- _Do this_
Carry on the regulation below on taxing meals served by restaurants, hotels, and boarding houses, picking up right after its last sentence.

- _Selected passage_
Vending Machines, when considered selling meals, see Regulation 1574.
Meals at summer camp, see Regulation 1506(e).
Parent-teacher associations as consumers, see Regulation 1597.
(a) RESTAURANTS, HOTELS, BOARDING HOUSES, SODA FOUNTAINS, AND SIMILAR ESTABLISHMENTS.
(A) Boarding House. The term "Boarding House" as used in this regulation means any establishment regularly serving meals on the average to five or more paying guests. The term includes a "guest home," "residential care home," "halfway house," and any other establishment providing room and board or board only, which is not an institution as defined in Regulation 1503 and section 6363.6 of the Revenue and Taxation Code. The fact that guests may be recipients of welfare funds does not affect the application of tax. A person or establishment furnishing meals on the average to fewer than five paying guests during the calendar quarter is not considered to be engaged in the business of selling meals at retail.
(B) American Plan Hotel. The term "American Plan Hotel" as used in this regulation means a hotel which charges guests a fixed sum by the day, week, or other period for room and meals combined.
(C) Complimentary Food and Beverages. As used in this subdivision (a), the term "complimentary food and beverages" means food and beverages (including alcoholic and non-alcoholic beverages) which are provided to transient guests on a complimentary basis and:
1. There is no segregation between the charges for rooms and the charges for the food and beverages on the guests' bills, and
2. The guests are not given an option to refuse the food and beverages in return for a discounted room rental.
(D) Average Retail Value of Complimentary Food and Beverages. The term "average retail value of complimentary food and beverages" (ARV) as used in this regulation means the total amount of the costs of the complimentary food and beverages for the preceding calendar year marked-up one hundred percent (100%) and divided by the number of rooms rented for that year. Costs of complimentary food and beverages include charges for delivery to the lodging establishment but exclude discounts taken and sales tax reimbursement paid to vendors. The 100% markup factor includes the cost of food preparation labor by hotel employees, the fair rental value of hotel facilities used to prepare or serve the food and beverages, and profit.
(E) Average Daily Rate. The term "average daily rate" (ADR) as used in this regulation means the gross room revenue for the preceding calendar year divided by the number of rooms rented for that year. "Gross room revenue" means and includes the full charge to the hotel customers but excludes separately stated occupancy taxes, revenue from contract and group rentals which do not qualify for complimentary food and beverages, and revenue from special packages (e.g., New Year's Eve packages which include food and beverages as well as guest room accommodations), unless it can be documented that the retail value of the food and beverages provided as a part of the special package is 10% or less of the total package charge as provided in subdivision (a)(2)(B). "Number of rooms rented for that year" means the total number of times all rooms have been rented on a nightly basis provided the revenue for those rooms is included in the "gross room revenue". For example, if a room is rented out for three consecutive nights by one guest, that room will be counted as rented three times when computing the ADR.

Labeling and segmentation records
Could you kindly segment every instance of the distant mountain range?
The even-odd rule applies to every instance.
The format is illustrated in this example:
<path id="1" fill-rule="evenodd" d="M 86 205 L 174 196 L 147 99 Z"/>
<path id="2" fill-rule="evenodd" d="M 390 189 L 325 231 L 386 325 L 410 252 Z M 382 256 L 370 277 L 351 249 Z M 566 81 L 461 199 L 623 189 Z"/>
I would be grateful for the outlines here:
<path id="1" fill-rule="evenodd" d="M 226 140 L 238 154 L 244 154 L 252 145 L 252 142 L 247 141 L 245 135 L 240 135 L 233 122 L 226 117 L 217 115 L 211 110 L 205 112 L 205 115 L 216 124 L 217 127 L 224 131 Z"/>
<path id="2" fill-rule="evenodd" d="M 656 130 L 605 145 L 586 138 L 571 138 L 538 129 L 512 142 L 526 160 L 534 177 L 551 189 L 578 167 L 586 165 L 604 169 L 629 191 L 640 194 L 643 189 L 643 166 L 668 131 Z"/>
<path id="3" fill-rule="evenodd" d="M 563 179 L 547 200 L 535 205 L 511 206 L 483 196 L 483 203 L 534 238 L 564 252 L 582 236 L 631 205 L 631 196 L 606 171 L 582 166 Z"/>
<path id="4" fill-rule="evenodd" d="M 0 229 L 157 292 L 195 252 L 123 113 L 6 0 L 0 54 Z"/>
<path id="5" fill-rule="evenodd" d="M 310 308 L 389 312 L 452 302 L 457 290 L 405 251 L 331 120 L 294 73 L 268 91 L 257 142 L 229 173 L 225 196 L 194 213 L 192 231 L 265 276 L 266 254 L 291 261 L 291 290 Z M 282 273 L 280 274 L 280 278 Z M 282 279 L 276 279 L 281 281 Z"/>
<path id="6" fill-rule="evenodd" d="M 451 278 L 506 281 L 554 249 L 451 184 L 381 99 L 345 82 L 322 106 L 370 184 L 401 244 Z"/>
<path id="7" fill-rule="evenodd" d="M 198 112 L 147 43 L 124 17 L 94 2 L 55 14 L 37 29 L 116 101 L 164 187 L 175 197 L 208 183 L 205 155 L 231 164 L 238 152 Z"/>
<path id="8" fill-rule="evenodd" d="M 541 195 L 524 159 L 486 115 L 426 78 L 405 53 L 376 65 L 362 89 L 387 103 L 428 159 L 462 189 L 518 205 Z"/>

- _Expected answer_
(2) APPLICATION OF TAX.
(A) In General. Tax applies to sales of meals or hot prepared food products (see (e) below) furnished by restaurants, concessionaires, hotels, boarding houses, soda fountains, and similar establishments whether served on or off the premises. In the case of American Plan hotels, special packages offered by hotels, e.g., a New Year's Eve package as described in subdivision (a)(1)(E), and boarding houses, a reasonable segregation must be made between the charges for rooms and the charges for the meals, hot prepared food products, and beverages. Charges by hotels or boarding houses for delivering meals or hot prepared food products to, or serving them in, the rooms of guests are includable in the measure of tax on the sales of the meals or hot prepared food products whether or not the charges are separately stated. (Caterers, see (h) below.) Sales of meals or hot prepared food products by restaurants, concessionaires, hotels, boarding houses, soda fountains, and similar establishments to persons such as event planners, party coordinators, or fundraisers, which buy and sell on their own account, are sales for resale for which a resale certificate may be accepted (see subdivision (h)(3)(C)2.).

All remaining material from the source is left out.